▸ Task goal
Could you copy out every one of the rows below word for word, omitting the pictures?

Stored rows
══════

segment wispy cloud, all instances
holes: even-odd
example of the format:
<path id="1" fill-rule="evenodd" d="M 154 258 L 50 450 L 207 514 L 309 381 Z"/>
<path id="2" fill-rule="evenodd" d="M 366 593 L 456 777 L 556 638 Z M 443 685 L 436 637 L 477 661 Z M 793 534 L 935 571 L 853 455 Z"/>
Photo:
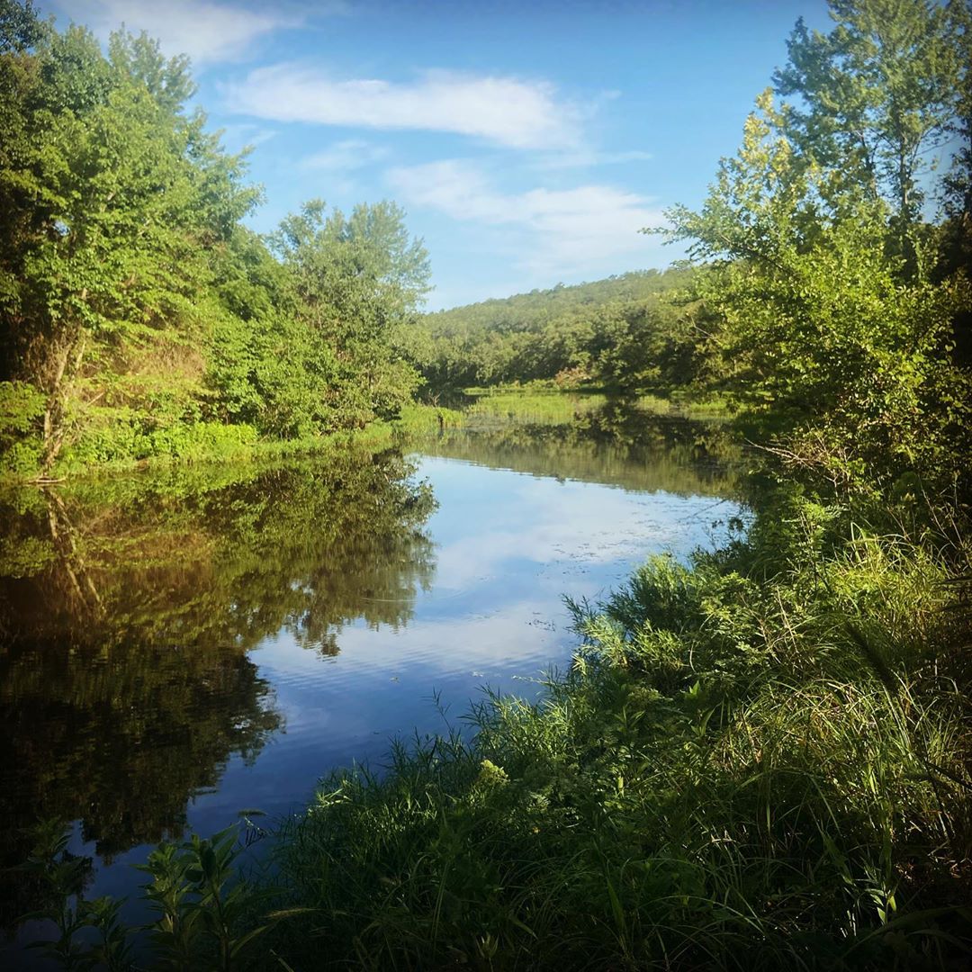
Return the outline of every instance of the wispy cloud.
<path id="1" fill-rule="evenodd" d="M 581 169 L 599 165 L 626 165 L 631 162 L 646 162 L 651 159 L 650 152 L 632 150 L 630 152 L 596 152 L 593 149 L 556 153 L 538 157 L 535 167 L 539 169 Z"/>
<path id="2" fill-rule="evenodd" d="M 297 64 L 226 87 L 229 111 L 275 122 L 453 132 L 514 149 L 579 145 L 580 113 L 546 82 L 426 71 L 410 83 L 335 80 Z"/>
<path id="3" fill-rule="evenodd" d="M 106 37 L 124 22 L 137 33 L 156 39 L 170 56 L 189 54 L 196 67 L 244 57 L 258 39 L 285 27 L 296 27 L 303 17 L 286 5 L 256 10 L 226 3 L 195 0 L 62 0 L 64 13 Z M 315 9 L 317 15 L 343 9 L 331 4 Z"/>
<path id="4" fill-rule="evenodd" d="M 647 196 L 612 186 L 501 191 L 476 165 L 450 159 L 392 169 L 402 201 L 428 206 L 461 222 L 503 227 L 521 266 L 567 275 L 597 269 L 625 255 L 644 256 L 642 226 L 663 221 Z"/>
<path id="5" fill-rule="evenodd" d="M 349 138 L 328 146 L 300 160 L 300 168 L 325 172 L 352 172 L 387 157 L 388 149 L 382 145 L 372 145 L 361 139 Z"/>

══════

▸ Result for this exercise
segment wispy cloud, all instances
holes: even-odd
example of the format:
<path id="1" fill-rule="evenodd" d="M 154 258 L 50 450 L 207 514 L 309 381 Z"/>
<path id="2" fill-rule="evenodd" d="M 366 593 L 456 777 L 556 638 Z M 443 685 L 436 637 L 477 661 Z M 793 534 L 935 571 L 853 455 Z"/>
Photo:
Return the outline of every instance of the wispy cloud.
<path id="1" fill-rule="evenodd" d="M 581 169 L 599 165 L 626 165 L 631 162 L 646 162 L 651 159 L 650 152 L 632 150 L 630 152 L 596 152 L 593 149 L 556 153 L 538 157 L 535 167 L 539 169 Z"/>
<path id="2" fill-rule="evenodd" d="M 297 64 L 226 87 L 229 111 L 275 122 L 453 132 L 514 149 L 579 145 L 580 113 L 546 82 L 426 71 L 410 83 L 335 80 Z"/>
<path id="3" fill-rule="evenodd" d="M 106 37 L 124 22 L 137 33 L 156 39 L 170 56 L 189 54 L 196 67 L 244 57 L 258 39 L 285 27 L 296 27 L 303 17 L 286 5 L 256 10 L 226 3 L 195 0 L 62 0 L 64 13 Z M 315 9 L 317 15 L 343 9 L 331 4 Z"/>
<path id="4" fill-rule="evenodd" d="M 647 196 L 612 186 L 501 191 L 476 165 L 450 159 L 392 169 L 402 201 L 428 206 L 461 222 L 503 227 L 521 266 L 567 275 L 597 269 L 625 255 L 644 256 L 642 226 L 663 221 Z"/>
<path id="5" fill-rule="evenodd" d="M 349 138 L 328 146 L 300 160 L 300 168 L 325 172 L 352 172 L 387 157 L 388 149 L 382 145 L 372 145 L 361 139 Z"/>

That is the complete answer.